Work instruction.
Line tally for the word "headband": count the lines below that contain it and reply with the number alone.

Dataset entries

^^^^^^^^^^^^^^^^

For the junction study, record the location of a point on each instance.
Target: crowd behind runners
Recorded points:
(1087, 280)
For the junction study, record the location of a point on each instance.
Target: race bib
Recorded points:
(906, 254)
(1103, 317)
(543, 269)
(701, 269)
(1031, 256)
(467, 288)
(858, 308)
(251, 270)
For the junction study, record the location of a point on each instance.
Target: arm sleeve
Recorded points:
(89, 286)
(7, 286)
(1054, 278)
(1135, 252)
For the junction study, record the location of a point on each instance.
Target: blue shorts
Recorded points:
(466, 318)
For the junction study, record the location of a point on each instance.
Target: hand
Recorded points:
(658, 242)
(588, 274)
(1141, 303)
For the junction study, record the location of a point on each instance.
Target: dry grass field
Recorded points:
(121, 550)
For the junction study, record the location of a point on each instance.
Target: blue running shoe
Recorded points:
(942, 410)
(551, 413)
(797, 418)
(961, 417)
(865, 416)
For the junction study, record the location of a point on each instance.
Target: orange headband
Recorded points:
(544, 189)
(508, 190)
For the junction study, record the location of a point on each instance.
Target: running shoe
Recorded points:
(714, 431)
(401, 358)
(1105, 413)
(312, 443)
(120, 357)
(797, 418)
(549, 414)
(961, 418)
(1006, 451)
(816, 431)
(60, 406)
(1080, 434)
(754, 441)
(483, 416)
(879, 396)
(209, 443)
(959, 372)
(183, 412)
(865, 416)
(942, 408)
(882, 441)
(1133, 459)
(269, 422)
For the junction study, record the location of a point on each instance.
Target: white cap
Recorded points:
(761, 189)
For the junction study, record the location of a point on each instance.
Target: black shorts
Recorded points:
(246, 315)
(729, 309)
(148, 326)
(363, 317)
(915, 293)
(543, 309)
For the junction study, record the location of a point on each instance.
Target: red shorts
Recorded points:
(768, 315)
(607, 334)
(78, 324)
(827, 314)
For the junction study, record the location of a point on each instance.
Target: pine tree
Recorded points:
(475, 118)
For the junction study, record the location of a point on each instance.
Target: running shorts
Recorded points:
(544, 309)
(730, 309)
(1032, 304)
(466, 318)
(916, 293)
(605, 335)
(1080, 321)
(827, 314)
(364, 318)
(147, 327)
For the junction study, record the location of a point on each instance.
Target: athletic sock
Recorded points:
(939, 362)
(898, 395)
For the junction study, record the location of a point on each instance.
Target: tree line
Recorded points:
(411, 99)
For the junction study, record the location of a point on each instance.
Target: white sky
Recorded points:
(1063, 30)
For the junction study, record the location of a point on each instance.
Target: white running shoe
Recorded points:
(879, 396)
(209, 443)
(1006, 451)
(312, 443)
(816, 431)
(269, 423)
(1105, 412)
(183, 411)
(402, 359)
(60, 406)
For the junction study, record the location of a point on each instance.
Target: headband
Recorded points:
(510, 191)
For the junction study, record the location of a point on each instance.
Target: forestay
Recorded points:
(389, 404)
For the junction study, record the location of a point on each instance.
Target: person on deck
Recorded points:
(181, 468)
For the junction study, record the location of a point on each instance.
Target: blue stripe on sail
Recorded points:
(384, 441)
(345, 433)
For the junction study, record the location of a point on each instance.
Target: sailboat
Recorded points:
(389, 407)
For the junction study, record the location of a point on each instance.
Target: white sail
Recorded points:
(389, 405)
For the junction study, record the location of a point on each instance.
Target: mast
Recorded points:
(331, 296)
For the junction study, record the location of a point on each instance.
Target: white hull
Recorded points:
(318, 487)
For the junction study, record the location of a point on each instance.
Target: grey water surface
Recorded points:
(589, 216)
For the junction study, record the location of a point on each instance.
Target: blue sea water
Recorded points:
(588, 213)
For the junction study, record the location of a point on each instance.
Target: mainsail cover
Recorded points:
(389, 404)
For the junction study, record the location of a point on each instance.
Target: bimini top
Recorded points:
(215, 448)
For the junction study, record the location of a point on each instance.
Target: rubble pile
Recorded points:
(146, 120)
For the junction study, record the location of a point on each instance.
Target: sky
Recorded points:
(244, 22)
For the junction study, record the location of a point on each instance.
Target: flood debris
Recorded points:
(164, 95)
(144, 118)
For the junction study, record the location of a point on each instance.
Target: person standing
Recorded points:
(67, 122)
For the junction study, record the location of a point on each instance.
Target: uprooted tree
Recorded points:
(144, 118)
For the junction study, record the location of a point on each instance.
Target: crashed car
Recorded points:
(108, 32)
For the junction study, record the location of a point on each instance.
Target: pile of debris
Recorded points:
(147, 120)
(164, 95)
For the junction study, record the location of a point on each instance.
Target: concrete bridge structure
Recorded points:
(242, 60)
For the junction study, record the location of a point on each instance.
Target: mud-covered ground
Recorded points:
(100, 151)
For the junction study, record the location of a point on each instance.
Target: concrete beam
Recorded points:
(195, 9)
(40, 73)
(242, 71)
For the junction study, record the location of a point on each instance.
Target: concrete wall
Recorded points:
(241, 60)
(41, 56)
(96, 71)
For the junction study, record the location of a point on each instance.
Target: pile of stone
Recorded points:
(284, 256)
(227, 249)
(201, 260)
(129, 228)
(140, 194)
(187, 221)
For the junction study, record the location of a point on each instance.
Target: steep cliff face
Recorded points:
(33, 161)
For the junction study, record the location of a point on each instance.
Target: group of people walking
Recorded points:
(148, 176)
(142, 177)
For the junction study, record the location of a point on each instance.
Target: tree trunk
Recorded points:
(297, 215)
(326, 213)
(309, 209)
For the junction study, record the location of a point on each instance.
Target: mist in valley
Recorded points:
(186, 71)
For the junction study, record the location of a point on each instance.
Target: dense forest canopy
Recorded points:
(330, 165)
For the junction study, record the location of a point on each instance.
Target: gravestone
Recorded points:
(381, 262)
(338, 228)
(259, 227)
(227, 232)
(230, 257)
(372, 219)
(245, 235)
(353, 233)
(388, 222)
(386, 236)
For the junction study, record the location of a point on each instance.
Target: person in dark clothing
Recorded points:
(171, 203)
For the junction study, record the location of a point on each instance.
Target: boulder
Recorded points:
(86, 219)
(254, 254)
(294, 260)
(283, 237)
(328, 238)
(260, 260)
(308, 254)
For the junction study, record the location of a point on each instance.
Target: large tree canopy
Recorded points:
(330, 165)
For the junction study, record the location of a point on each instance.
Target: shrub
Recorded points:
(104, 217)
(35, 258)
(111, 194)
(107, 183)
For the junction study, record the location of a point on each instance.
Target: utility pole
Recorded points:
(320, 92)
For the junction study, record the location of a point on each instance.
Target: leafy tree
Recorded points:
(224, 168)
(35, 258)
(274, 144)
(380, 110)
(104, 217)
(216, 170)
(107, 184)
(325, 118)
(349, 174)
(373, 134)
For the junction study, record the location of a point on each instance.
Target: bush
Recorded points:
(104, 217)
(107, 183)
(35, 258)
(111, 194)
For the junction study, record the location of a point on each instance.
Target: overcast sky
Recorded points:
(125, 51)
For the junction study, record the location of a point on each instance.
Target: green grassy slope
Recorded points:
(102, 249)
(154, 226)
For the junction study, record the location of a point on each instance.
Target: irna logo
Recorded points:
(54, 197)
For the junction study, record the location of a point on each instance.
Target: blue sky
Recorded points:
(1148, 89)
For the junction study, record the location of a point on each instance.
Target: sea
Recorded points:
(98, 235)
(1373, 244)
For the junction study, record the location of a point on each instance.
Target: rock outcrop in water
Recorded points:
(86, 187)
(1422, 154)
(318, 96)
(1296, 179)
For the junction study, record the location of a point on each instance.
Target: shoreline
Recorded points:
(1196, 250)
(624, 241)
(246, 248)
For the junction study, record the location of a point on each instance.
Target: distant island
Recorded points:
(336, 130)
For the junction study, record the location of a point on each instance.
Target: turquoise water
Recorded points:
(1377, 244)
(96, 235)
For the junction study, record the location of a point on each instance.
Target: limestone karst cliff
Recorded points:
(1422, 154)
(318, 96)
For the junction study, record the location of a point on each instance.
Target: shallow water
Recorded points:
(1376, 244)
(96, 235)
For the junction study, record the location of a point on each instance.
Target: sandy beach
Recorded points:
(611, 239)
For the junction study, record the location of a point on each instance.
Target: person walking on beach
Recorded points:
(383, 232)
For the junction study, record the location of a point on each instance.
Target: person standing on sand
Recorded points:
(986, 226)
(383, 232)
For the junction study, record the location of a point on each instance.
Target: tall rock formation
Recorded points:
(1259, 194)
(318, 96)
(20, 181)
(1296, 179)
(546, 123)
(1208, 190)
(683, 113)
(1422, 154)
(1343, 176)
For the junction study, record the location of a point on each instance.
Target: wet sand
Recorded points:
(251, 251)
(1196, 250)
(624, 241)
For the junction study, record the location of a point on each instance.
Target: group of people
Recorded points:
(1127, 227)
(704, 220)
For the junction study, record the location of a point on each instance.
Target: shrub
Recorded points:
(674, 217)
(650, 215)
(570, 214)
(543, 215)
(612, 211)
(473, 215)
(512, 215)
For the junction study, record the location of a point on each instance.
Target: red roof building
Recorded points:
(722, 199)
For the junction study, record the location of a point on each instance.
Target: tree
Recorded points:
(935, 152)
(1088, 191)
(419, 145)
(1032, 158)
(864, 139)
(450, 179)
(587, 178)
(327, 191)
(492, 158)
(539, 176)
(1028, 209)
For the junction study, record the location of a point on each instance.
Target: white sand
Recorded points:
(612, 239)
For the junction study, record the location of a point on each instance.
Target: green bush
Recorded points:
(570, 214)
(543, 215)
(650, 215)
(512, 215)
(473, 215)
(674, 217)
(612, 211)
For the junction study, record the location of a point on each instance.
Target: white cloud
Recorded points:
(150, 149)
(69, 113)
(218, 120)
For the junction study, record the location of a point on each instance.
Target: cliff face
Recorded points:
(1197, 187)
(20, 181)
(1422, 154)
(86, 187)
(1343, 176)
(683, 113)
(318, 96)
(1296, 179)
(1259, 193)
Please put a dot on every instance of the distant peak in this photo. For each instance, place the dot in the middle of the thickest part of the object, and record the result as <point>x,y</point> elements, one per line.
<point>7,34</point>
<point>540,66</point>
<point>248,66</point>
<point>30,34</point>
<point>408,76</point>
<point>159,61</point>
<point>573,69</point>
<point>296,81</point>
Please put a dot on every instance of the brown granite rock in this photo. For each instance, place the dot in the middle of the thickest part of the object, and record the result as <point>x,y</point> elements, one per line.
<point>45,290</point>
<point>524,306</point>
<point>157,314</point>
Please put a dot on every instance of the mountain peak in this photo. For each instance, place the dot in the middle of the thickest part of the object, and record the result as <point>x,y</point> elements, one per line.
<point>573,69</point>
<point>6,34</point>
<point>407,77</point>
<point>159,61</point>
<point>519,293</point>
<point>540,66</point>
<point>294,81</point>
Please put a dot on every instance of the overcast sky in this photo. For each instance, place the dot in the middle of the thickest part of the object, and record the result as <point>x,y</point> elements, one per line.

^^^^^^^^^^^^^^^^

Solution to this task.
2